Supplied text –
..............................

Closure and finiteness of SubMulAction and SubAddAction

def SubMulAction.closure (R : Type u_1) {M : Type u_2} [SMul R M] (s : Set M) : SubMulAction R M

The SubMulAction generated by a set s.

Equations

• SubMulAction.closure R s = sInf {p : SubMulAction R M | s ⊆ ↑p}

def SubAddAction.closure (R : Type u_1) {M : Type u_2} [VAdd R M] (s : Set M) : SubAddAction R M

The SubAddAction generated by a set s.

Equations

• SubAddAction.closure R s = sInf {p : SubAddAction R M | s ⊆ ↑p}

theorem SubMulAction.mem_closure {R : Type u_1} {M : Type u_2} [SMul R M] {s : Set M} {x : M} : x ∈ closure R s ↔ ∀ (p : SubMulAction R M), s ⊆ ↑p → x ∈ p

theorem SubAddAction.mem_closure {R : Type u_1} {M : Type u_2} [VAdd R M] {s : Set M} {x : M} : x ∈ closure R s ↔ ∀ (p : SubAddAction R M), s ⊆ ↑p → x ∈ p

theorem SubMulAction.subset_closure {R : Type u_1} {M : Type u_2} [SMul R M] {s : Set M} : s ⊆ ↑(closure R s)

theorem SubAddAction.subset_closure {R : Type u_1} {M : Type u_2} [VAdd R M] {s : Set M} : s ⊆ ↑(closure R s)

..............................

Data provided –

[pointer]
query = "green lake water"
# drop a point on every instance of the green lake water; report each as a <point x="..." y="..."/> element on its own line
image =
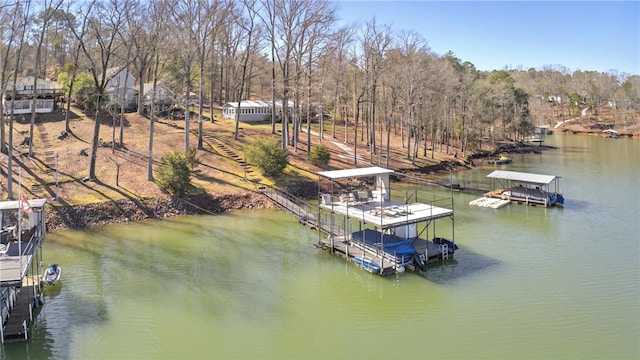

..............................

To do – Write out the passage from the closure documentation above, starting at "Closure and finiteness" and ending at "SubAddAction generated by a set s.".

Task response –
Closure and finiteness of SubMulAction and SubAddAction

def SubMulAction.closure (R : Type u_1) {M : Type u_2} [SMul R M] (s : Set M) : SubMulAction R M

The SubMulAction generated by a set s.

Equations

• SubMulAction.closure R s = sInf {p : SubMulAction R M | s ⊆ ↑p}

def SubAddAction.closure (R : Type u_1) {M : Type u_2} [VAdd R M] (s : Set M) : SubAddAction R M

The SubAddAction generated by a set s.